**Text shown**
++++++++

British Medical Association drops opposition to assisted suicide

British Medical Association

The British Medical Association, the United Kingdom’s largest doctors union, has voted to adopt a “neutral” stance on assisted suicide and euthanasia. The move reflects a change in the association’s official position, which, since 2006, had previously opposed the practice of assisted dying. According to The Guardian, it was a close vote, with 49% in favor, 48% opposed, and 3% abstaining. The news outlet reports that the BMA has about 150,000 members.

With the change in position, the British Medical Association will now neither support nor oppose any changes in the law regarding assisted suicide and euthanasia. The organization did stress that physicians should have legally protected rights to conscientiously object from participating in any form of assisted dying.

Organization leaders say they believe that a change in official position allows it to show respect for all its members, many who have varied opinions on the practice of assisted dying.

Assisted dying is a highly emotive and sensitive topic that inspires a broad spectrum of views and opinions both across the wider public and among the medical profession, for whom any change of law would have a profound impact​,” said ​Dr John Chisholm, BMA’s medical ethics committee chair​, according to The Guardian.

“As evidenced by the results of our recent survey of the profession and in today’s in-depth debate, doctors have a wide range of personal views on this important issue, and as such representatives have decided that the most appropriate position for the BMA, as the professional body which represents all doctors and medical students in the UK, to hold is to be neutral on the topic.”

READ: The British Medical Association votes in favor of decriminalizing abortion

Many others, however, believe the change signals approval for assisted dying, including those representing pro-euthanasia groups. “This is an historic decision and a victory for common sense.​ ​It brings the BMA in line with a growing number of medical bodies in the UK and around the world that truly represent the range of views that healthcare professionals hold on assisted dying,” said Sarah Wooten, chief executive of Dignity in Dying.

++++++++

**Given data**
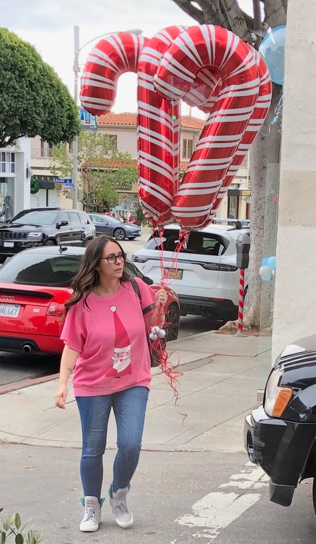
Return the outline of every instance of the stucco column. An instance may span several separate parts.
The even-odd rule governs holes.
[[[273,360],[316,333],[316,3],[288,0]]]

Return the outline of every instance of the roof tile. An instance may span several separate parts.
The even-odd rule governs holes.
[[[137,125],[137,114],[113,113],[109,112],[104,113],[98,117],[98,125],[114,125],[116,126],[136,127]],[[203,130],[205,121],[203,119],[198,119],[196,117],[190,117],[189,115],[182,115],[181,118],[181,126],[182,128],[192,128],[193,130]]]

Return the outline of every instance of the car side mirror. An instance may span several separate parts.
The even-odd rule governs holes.
[[[147,283],[147,285],[153,285],[153,283],[154,283],[154,280],[152,280],[151,277],[148,277],[147,276],[143,276],[142,280],[145,283]]]
[[[61,221],[60,223],[57,223],[56,225],[56,228],[60,228],[60,227],[66,227],[67,225],[69,225],[68,221],[63,220]]]

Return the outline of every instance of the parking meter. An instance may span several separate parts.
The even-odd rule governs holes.
[[[241,270],[245,270],[249,264],[249,250],[250,237],[246,232],[240,234],[236,239],[237,267]]]

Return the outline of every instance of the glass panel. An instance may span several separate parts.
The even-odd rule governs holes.
[[[277,222],[279,164],[268,164],[264,212],[263,255],[275,255]],[[264,390],[271,367],[271,330],[274,297],[274,276],[269,281],[262,280],[261,314],[259,336],[258,389]]]
[[[80,258],[79,255],[48,257],[38,253],[17,255],[1,269],[0,281],[68,287]]]
[[[12,219],[14,214],[14,180],[3,177],[0,183],[0,221]]]
[[[21,212],[14,222],[21,225],[53,225],[56,222],[58,213],[51,210],[34,210]]]
[[[79,215],[77,213],[70,213],[70,223],[73,226],[78,226],[81,225],[81,221]]]

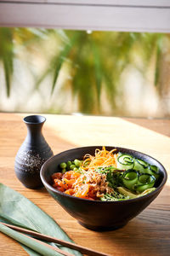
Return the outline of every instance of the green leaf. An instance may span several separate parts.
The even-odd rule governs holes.
[[[0,214],[3,217],[0,218],[2,221],[5,218],[6,222],[9,224],[16,224],[17,222],[27,229],[72,241],[51,217],[27,198],[2,183],[0,183]],[[82,255],[79,252],[65,247],[60,248],[76,256]]]
[[[78,35],[78,33],[76,33],[76,32],[73,35],[71,41],[69,41],[69,43],[67,43],[65,44],[63,50],[60,52],[60,55],[57,56],[57,58],[55,60],[54,72],[54,75],[51,94],[53,94],[53,92],[54,92],[55,84],[56,84],[57,79],[59,77],[59,73],[61,69],[62,64],[65,61],[66,57],[68,56],[70,51],[71,50],[74,42],[77,38],[77,35]]]
[[[48,255],[48,256],[59,256],[60,253],[54,251],[51,248],[47,247],[43,244],[40,244],[38,241],[32,240],[31,238],[13,230],[12,229],[0,224],[0,231],[6,234],[7,236],[14,238],[14,240],[21,242],[22,244],[26,245],[32,248],[34,251],[40,253],[40,255]],[[35,255],[35,254],[34,254]]]

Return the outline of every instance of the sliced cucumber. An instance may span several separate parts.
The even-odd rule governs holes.
[[[117,169],[129,170],[134,166],[133,157],[128,154],[122,154],[117,159]]]
[[[150,189],[154,186],[156,178],[153,175],[149,173],[140,174],[138,180],[138,184],[134,184],[133,189],[138,192],[141,193],[145,189]]]
[[[145,173],[149,167],[149,164],[141,159],[135,159],[133,169],[141,172]]]
[[[126,188],[132,190],[134,184],[138,183],[139,174],[135,170],[128,170],[123,173],[122,182]]]

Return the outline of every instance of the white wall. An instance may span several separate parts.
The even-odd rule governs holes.
[[[4,0],[0,26],[170,32],[170,1]]]

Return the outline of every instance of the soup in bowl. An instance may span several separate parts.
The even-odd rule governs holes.
[[[151,156],[99,146],[61,152],[43,164],[40,176],[54,200],[94,230],[125,225],[156,199],[167,177]]]

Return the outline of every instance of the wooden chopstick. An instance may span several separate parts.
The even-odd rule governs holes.
[[[64,241],[64,240],[61,240],[61,239],[54,238],[54,237],[52,237],[52,236],[49,236],[40,234],[40,233],[36,232],[36,231],[31,231],[31,230],[27,230],[27,229],[23,229],[23,228],[20,228],[20,227],[18,227],[18,226],[15,226],[15,225],[8,224],[6,223],[3,223],[3,222],[0,222],[0,223],[3,225],[6,225],[8,228],[11,228],[11,229],[16,230],[16,231],[20,231],[21,233],[26,233],[27,235],[31,235],[34,237],[37,237],[39,239],[42,239],[42,240],[44,240],[44,241],[53,241],[53,242],[55,242],[55,243],[59,243],[62,246],[65,246],[66,247],[69,247],[69,248],[71,248],[71,249],[74,249],[74,250],[77,250],[77,251],[81,252],[82,253],[84,253],[84,254],[87,254],[87,255],[89,255],[89,256],[110,256],[110,255],[106,254],[106,253],[99,253],[99,252],[87,248],[85,247],[76,245],[76,244],[72,243],[71,241]],[[34,238],[32,238],[32,239],[34,239]],[[41,241],[41,242],[42,242],[42,241]],[[49,246],[49,247],[52,247],[52,246]],[[53,247],[53,249],[54,248],[55,249],[55,247]],[[59,248],[56,248],[56,249],[60,250]],[[62,250],[60,250],[60,251],[62,252],[62,253],[60,253],[62,254],[63,254],[63,253],[66,253],[66,252],[64,252]],[[65,255],[65,254],[64,254],[64,255]],[[70,253],[70,256],[71,255],[71,254]]]
[[[26,234],[23,234],[23,236],[26,236]],[[35,239],[35,238],[33,238],[33,237],[31,237],[31,236],[28,236],[28,237],[29,237],[30,239],[31,239],[31,240],[36,241],[37,242],[39,242],[39,243],[41,243],[41,244],[42,244],[42,245],[44,245],[44,246],[49,247],[50,249],[53,249],[54,251],[56,251],[57,253],[61,253],[62,255],[65,255],[65,256],[74,256],[73,254],[71,254],[71,253],[68,253],[68,252],[63,251],[63,250],[61,250],[61,249],[60,249],[60,248],[58,248],[58,247],[53,247],[53,246],[51,246],[51,245],[49,245],[49,244],[48,244],[48,243],[45,243],[45,242],[43,242],[43,241],[39,241],[39,240],[37,240],[37,239]]]

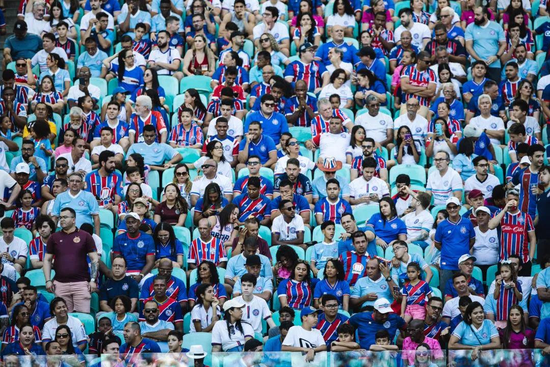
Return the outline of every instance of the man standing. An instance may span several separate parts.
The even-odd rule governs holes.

++++++++

**Exercise set**
(a) List each percentage the article on the British Medical Association's vote gives for the result, along with what it counted.
(b) Reproduce the passage of the article on the British Medical Association's vote between "British Medical Association drops" and "form of assisted dying.", inclusive.

**Solutions in order**
(a)
- 49% in favor
- 48% opposed
- 3% abstaining

(b)
British Medical Association drops opposition to assisted suicide

British Medical Association

The British Medical Association, the United Kingdom’s largest doctors union, has voted to adopt a “neutral” stance on assisted suicide and euthanasia. The move reflects a change in the association’s official position, which, since 2006, had previously opposed the practice of assisted dying. According to The Guardian, it was a close vote, with 49% in favor, 48% opposed, and 3% abstaining. The news outlet reports that the BMA has about 150,000 members.

With the change in position, the British Medical Association will now neither support nor oppose any changes in the law regarding assisted suicide and euthanasia. The organization did stress that physicians should have legally protected rights to conscientiously object from participating in any form of assisted dying.